▶ [Problem to work on] Write out each of the entries below verbatim, leaving the pictures out of your copy.

#####

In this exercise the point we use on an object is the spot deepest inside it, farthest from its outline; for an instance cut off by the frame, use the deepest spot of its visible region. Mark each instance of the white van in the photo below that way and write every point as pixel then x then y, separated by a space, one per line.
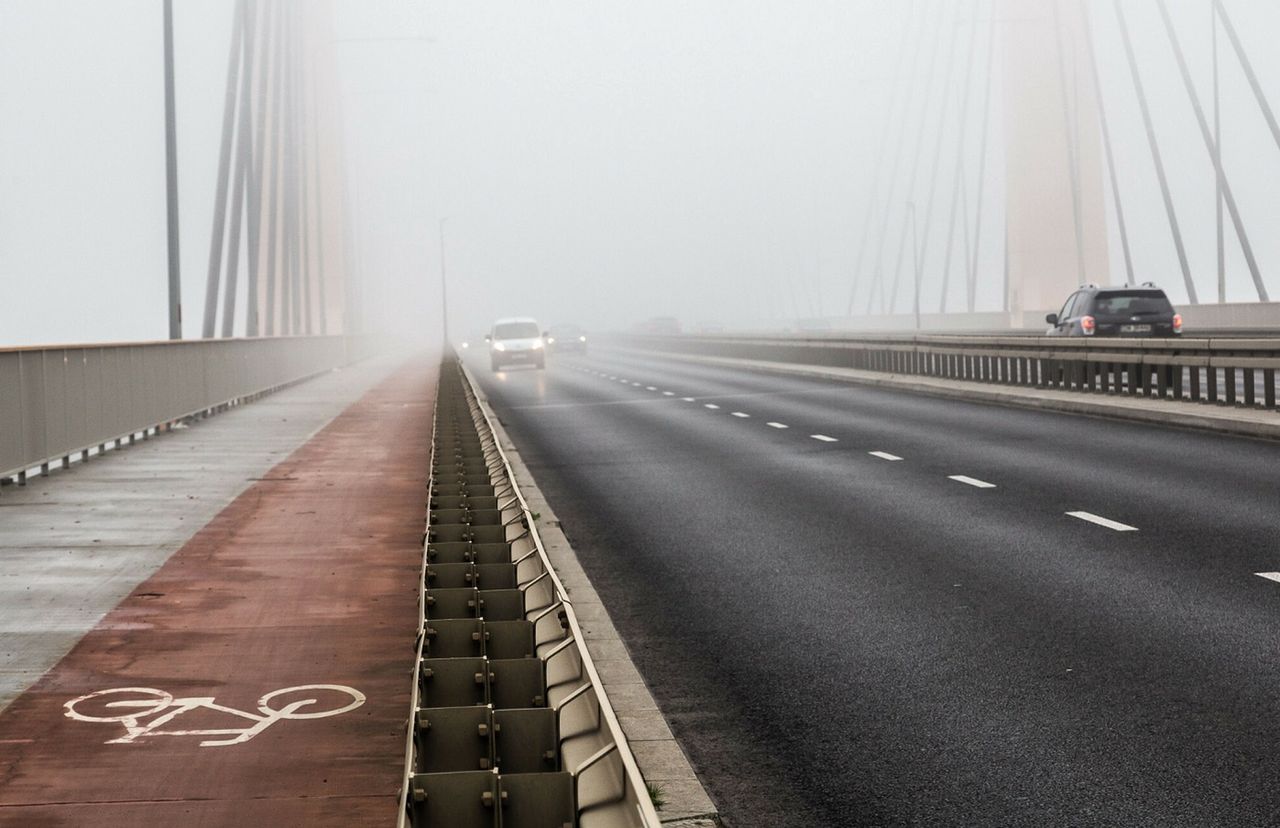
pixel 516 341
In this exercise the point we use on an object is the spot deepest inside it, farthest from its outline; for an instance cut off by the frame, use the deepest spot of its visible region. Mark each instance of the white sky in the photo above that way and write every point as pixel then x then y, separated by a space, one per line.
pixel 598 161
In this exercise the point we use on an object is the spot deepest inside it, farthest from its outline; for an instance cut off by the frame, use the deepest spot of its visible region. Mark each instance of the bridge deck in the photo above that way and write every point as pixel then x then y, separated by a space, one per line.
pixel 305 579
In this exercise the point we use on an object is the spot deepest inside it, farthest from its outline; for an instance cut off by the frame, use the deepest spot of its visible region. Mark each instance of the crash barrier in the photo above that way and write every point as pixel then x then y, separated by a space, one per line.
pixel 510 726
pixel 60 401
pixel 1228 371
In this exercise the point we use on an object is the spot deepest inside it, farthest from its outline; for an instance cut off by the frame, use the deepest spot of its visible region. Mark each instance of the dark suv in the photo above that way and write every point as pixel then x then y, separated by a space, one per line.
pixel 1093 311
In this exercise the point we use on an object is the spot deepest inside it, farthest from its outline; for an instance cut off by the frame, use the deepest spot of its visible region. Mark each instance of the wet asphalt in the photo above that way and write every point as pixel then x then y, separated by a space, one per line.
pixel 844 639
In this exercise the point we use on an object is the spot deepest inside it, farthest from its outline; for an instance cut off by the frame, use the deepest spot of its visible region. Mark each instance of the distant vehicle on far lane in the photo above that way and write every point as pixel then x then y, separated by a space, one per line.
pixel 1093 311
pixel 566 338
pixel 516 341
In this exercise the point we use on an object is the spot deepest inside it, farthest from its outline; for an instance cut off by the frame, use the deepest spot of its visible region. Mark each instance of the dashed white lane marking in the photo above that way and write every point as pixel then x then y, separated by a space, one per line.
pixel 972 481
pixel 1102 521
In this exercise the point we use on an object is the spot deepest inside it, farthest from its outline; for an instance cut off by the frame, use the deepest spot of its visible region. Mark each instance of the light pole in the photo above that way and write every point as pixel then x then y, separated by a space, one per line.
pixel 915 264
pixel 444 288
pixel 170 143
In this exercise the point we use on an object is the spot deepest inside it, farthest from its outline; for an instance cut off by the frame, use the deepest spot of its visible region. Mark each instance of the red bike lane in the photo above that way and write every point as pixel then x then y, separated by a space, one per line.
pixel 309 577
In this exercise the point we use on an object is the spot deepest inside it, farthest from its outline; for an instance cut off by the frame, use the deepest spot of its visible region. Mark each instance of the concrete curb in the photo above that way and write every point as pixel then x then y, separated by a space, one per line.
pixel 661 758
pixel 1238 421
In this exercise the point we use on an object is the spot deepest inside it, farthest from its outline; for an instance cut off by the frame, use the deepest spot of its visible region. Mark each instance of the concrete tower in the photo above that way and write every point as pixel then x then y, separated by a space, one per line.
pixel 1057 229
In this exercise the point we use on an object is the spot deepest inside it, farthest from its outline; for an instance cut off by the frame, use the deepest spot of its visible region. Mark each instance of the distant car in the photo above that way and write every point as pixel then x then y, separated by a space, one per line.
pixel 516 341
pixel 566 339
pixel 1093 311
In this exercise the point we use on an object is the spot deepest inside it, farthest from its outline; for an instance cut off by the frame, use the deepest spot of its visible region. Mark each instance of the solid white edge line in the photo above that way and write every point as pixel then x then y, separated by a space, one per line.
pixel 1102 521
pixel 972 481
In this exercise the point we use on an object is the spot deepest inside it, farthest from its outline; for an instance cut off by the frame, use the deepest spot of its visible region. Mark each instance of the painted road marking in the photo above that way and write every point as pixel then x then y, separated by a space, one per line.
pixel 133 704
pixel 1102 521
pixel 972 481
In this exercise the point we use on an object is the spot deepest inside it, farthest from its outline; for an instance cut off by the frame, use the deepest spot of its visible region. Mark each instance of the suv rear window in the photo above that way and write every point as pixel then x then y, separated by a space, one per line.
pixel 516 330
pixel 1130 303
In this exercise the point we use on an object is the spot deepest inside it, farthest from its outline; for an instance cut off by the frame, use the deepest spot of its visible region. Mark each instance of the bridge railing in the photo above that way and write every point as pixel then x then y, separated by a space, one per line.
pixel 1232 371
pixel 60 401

#####

▶ [Solution]
In this exercise the point we use on an object is the spot deepest inside it, farthest from its outline; for an instance cut off by the frame, use the deepest spot of its visible region. Mark each instance of the white van in the photo below that way and write every point as pixel then x then y, separated by a space, one per line.
pixel 516 341
In this exercise the point we use on an object is the spot deepest inside it, farthest from its outline; for an instance cut off by the frame, use the deepest spot of its visible region. Mark each instance of the white sky in the photo above that way and write every point as pixel then x then y, separated by a space, one per line.
pixel 598 161
In this exercise the point we use on an object is the spot deepest inside it, farthest from its outline; for an instance cut off by the frame, use the deepest spot of its visible region. Mark each instance of the bridge deck in the photo above that way and write every point as pixel then x then y, separated by a space, one per line.
pixel 305 579
In this exercise the point we use on an object is the spot deepest inside it, farthest from its outline; for an instance cut off by the frame, use the deepest spot of its visible region. Mark each instance of the crash barrier in the photo above that way and write every point as pixel then x then y, separated by a space, one per line.
pixel 510 726
pixel 60 401
pixel 1228 371
In this exercise the point we use on an object is the spot deepest inside it, farthest from its outline; for an instance cut off by the frame, use the deepest spot of its visible region. Mark each instance of the dark suv in the photo above that way and write every point as pixel then x then y, separated by a space, one per line.
pixel 1093 311
In this exercise the point we use on an object is the spot deepest inside it, farthest from its outline; for an instance cut off by the frame, use the deepest spot of its visible region. Mark each instance of the wet asphalt in the photo above that way and write every point as pixel then x then y, separated by a space, one per line.
pixel 844 639
In this exercise the point we use on an object is the spot deepest inside it, farthest from its outline; for an instance cut off by the frame, use the deepest spot of its visible region. Mark each instance of the distant vehicle on far lane in the photo above that way and write every point as pixel then x then y, separated by a space, one per line.
pixel 1093 311
pixel 566 338
pixel 516 341
In this exercise the point we use on an object is the spot deepest inside it, farthest from its outline; for an instance cut off by the frame, use the deepest spot of its visible region. Mark each instance of the dashed white lane marking in the photo above that way and write every point as pixel then x then y, separated by a space, one per line.
pixel 972 481
pixel 1102 521
In this exercise the point we use on an object is the spot deepest inside it, farthest from its outline; for an instance cut off by the frame, use the deepest spot of its visible region. Mark each instance of the light pole in the photo above that way and write every point as pixel then x then y, separated by a space, one per line.
pixel 915 264
pixel 444 288
pixel 170 143
In this exercise the point we use on an object is the spot deepest inside it, farthest from its outline; for an instance cut off by the frame, use the deepest spot of its visible region. Mark each instance of the red bike lane in the photo above that way and write every point as pixel then x then y, separated by a space, one per line.
pixel 309 577
In this exercise the point we use on an object is the spot deepest inside it, farthest from its outline; for an instance cut off by the frame, use the deepest spot of its visible region. Mark each instance of the concrete curb in the photo above that way and write every point as pixel then x then y, separated by a space, one per line.
pixel 661 758
pixel 1238 421
In this exercise the point we use on an object is the spot deepest inside it, farthest from its outline; for an instance cut off by the frame, use the deepest spot of its visible region. Mark each instance of the concrete tower in the photo above that way and write every point as pixel then x then y, separated by a space, one per line.
pixel 1057 229
In this exercise the point we use on an object is the spot deepest inside it, farthest from its outline; for an instance cut off by the frame, use the deepest spot of its visible region. Mark each instance of the distant car in the photo above that way and write every point as pixel then x then y, separated by a space, one per line.
pixel 516 341
pixel 566 339
pixel 1093 311
In this exercise the point we use on an object is the spot deepest inside it, farthest from its outline; for an instance cut off by the frame, use the deepest spot of its visible region. Mark each instance of the solid white edge line in the photo above that way and write every point as pixel then x then y, separated by a space, one per line.
pixel 1102 521
pixel 972 481
In this exercise the point we use on an object is the spot deepest inside it, farthest from its outline; for an instance cut off by the frame, use the deepest spot of its visible region. Mark each instance of the painted road marking in the photo above that way and write every point as pixel then x then y, separated by a space, one per line.
pixel 133 704
pixel 1102 521
pixel 972 481
In this exercise the point we use on an object is the spot deepest inside it, farthest from its outline; for an instance cut off by the frame, use the deepest spot of its visible region. Mark each instance of the suv rear window in the photo above that way and write every point as pixel then x then y, separated by a space, one per line.
pixel 516 330
pixel 1130 303
In this exercise the point we use on an object is the spot deepest inside it, farthest from its outline; for an instance cut off by the frame, use the deepest spot of its visible region. Mark each instance of the bridge railing in the photo above that way and write every point as pixel then x then y, separated by a space, one per line.
pixel 1232 371
pixel 60 401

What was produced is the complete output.